# TASK ITEM:
Would you write the data out once more, exactly as it is?

# DATASET CONTENT:
.....

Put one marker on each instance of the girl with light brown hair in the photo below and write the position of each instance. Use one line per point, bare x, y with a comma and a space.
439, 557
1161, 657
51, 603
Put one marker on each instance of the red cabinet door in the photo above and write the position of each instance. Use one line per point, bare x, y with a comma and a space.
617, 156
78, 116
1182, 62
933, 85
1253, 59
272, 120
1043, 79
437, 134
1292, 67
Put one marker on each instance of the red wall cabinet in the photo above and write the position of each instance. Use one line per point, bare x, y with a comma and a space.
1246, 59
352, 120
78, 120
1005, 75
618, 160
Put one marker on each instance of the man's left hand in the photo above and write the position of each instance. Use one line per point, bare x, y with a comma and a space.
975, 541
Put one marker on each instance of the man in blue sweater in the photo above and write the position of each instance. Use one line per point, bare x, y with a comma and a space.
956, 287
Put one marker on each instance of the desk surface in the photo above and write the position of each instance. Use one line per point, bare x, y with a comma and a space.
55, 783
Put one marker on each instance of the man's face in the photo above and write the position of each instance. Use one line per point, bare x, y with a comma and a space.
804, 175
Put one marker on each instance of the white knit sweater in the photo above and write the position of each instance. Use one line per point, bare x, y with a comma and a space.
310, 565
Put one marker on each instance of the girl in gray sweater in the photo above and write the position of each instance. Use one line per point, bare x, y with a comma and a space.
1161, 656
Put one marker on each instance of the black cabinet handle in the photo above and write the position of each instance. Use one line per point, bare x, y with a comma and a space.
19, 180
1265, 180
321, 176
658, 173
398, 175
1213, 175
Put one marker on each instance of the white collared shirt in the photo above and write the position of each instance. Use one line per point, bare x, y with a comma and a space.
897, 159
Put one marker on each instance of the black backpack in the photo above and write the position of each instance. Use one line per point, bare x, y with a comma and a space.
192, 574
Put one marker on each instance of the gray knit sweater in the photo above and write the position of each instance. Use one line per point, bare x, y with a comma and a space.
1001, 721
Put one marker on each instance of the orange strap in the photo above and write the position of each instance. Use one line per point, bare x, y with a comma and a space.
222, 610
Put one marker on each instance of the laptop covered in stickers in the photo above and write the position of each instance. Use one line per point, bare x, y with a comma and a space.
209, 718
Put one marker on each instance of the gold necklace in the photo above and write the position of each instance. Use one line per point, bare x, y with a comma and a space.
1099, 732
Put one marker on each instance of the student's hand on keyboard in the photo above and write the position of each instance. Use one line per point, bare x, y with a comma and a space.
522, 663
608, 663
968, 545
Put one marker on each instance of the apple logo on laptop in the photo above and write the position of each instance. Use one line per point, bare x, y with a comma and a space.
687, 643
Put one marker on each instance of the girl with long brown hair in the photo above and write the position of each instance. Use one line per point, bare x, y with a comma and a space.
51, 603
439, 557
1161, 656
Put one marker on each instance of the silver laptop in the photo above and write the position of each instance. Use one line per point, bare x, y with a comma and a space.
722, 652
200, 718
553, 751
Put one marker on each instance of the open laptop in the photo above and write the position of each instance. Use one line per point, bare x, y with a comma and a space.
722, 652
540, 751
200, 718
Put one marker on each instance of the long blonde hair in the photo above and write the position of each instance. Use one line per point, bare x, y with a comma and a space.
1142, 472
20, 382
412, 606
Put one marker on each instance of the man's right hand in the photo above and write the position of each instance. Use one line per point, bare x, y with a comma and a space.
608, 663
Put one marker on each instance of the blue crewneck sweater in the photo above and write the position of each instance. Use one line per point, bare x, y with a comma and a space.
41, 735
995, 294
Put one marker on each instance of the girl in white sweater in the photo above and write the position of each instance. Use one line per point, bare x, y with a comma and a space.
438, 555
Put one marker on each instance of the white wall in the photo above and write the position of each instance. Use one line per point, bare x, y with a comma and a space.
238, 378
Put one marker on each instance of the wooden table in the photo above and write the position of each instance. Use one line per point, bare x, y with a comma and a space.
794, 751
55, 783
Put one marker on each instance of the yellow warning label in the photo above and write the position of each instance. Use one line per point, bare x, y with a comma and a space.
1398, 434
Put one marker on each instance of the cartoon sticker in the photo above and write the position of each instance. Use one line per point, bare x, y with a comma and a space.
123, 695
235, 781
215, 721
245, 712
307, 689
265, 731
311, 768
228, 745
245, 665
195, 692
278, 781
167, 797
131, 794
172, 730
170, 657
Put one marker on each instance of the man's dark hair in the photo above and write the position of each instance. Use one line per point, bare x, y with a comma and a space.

.....

# TASK RESULT:
Put one marker on each instance of the girl with light brown hair in the photo below and write the position of each instance. Use one line per point, bare x, y with a comma and a space.
439, 557
1161, 657
51, 603
Put one marker on each instance of the red cabinet door in the photo above and write the position of each instance. Use one line per point, bare x, y with a comma and a space.
617, 156
78, 116
1182, 62
933, 85
1253, 59
272, 120
1043, 79
437, 134
1292, 67
Put one marker on each instance of the red wall cabinet in the photo above and write the position of each instance. Use one line per point, bare x, y with a comma and a space.
1246, 59
352, 120
78, 120
1005, 75
618, 160
Put one marker on each instance of the man's left hand in the photo above and write the position of each instance. Use one line per point, bare x, y with a comma and a space.
975, 541
Put one marker on each instance of the man in blue sweater in the photo above and write the position of each instance. Use one line per point, bare x, y with a comma and a space.
956, 287
Put one marker on each instance of the desk surface in the photo above and write the position of each instance. Use one line per point, bare x, y with a comma and a space.
55, 783
Put one marker on each instance of the man's face in the photo above and write the position of each instance. Use one line per point, bare x, y with a comma and a space.
804, 175
Put one marker on each instance of the white knit sweater in the photo above and write the position of each instance. Use one line per point, bare x, y with a comma and a space.
310, 565
Put one marker on each instance of the girl in gray sweater in the photo above and write the position of each instance. Use one line per point, bare x, y with a comma and a space.
1161, 656
Put one marker on each instance of the black cabinet handle in the photo above and write the position of each instance. Use one line per point, bare x, y with a comma and a space.
19, 180
1265, 180
321, 176
658, 173
398, 175
1213, 175
Put one marker on each instance of the white collared shirt in the photo above and write the position of each instance. Use one line per point, bare x, y with a comma and a space.
897, 159
Put one marker on each instance of the black backpack in the photo above and write the position of each instance. Use one line per point, bare x, y with a comma and a space.
192, 574
Put one marker on each instance of the gray knit sweater in the photo above and write the position of each instance. Use one line per point, bare x, y with a comma and a space.
1001, 721
Put one marker on each instance of the orange strap in the photo above and write the position of each instance. Use one line per point, bare x, y with a comma and a space.
222, 610
Put one marker on each instance of the laptop covered in stickers in the photo above and write the position of each instance. Use one line per point, bare x, y with a comma and a space.
209, 718
Put one marker on each instance of the gold necklace in the photo above and write the position of each instance. Use one line per point, bare x, y with a comma and a space.
1099, 732
Put one marker on each instance of the student's hand on keyboard in the photo above and write the position of each instance. Use one line per point, bare x, y with a comma and a space.
522, 663
608, 663
968, 545
Put one marker on each instance of the apple logo on laptop in the photo above and write the position of each instance. Use one line per point, bare x, y with a comma and a space.
687, 643
Put one marker on each instance of the girl with long brown hair in the photo above and write the position of each instance. Use one line per point, bare x, y with a comma and a space.
51, 603
439, 557
1161, 656
Put one marker on each instance of the silver laptop in the photo above and write the position of each instance. Use one line per point, bare x, y with a comma and a space.
722, 652
200, 718
553, 751
Put one marker on each instance of the open laptop in the photo above and write the position of each instance. Use one line per point, bare x, y with a comma and a space.
722, 652
540, 751
200, 718
Put one marker on each instance of the long blonde hair in the photo above and write the position of each instance. Use one line per point, bare x, y with a comma and a space.
1142, 472
20, 382
412, 606
Put one marker on each instance of the man's right hand in the photo above and write the position of each instance. Use one line per point, bare x, y with a comma and a space.
608, 663
Put one marker on each instance of the blue crewneck sweater in the photo above and write the position of each instance. Use one line per point, bare x, y with a comma and a space.
41, 735
995, 294
Put one marker on each instance of the girl in white sweater in the photo above and write the position of each instance. Use one line per point, bare x, y with a comma and a space.
438, 555
Put one marker on each instance of the white wall in the photo above and write the position of each instance. Use one line per point, bare x, y with a comma and a space.
238, 378
Put one marker on each instance of the wooden table in the photo above and write the position of each instance. Use one line per point, bare x, y with a comma and a space.
794, 751
55, 783
Put one marker on each instance of the yellow warning label in the photo above and write the position of each instance. Use one line per point, bare x, y with a comma and a space.
1398, 434
Put one marker on each instance of the cartoon sticker in the photo above and write the position of each instance. Use one line per point, bare x, y with a comma and a space.
123, 695
235, 781
215, 721
245, 712
307, 689
265, 731
311, 768
228, 745
245, 665
195, 692
278, 781
167, 797
131, 794
172, 730
170, 657
Put one marker on each instance of the man's dark hair in the photo above and write the position of each instance. Use one line per point, bare x, y with a comma and a space.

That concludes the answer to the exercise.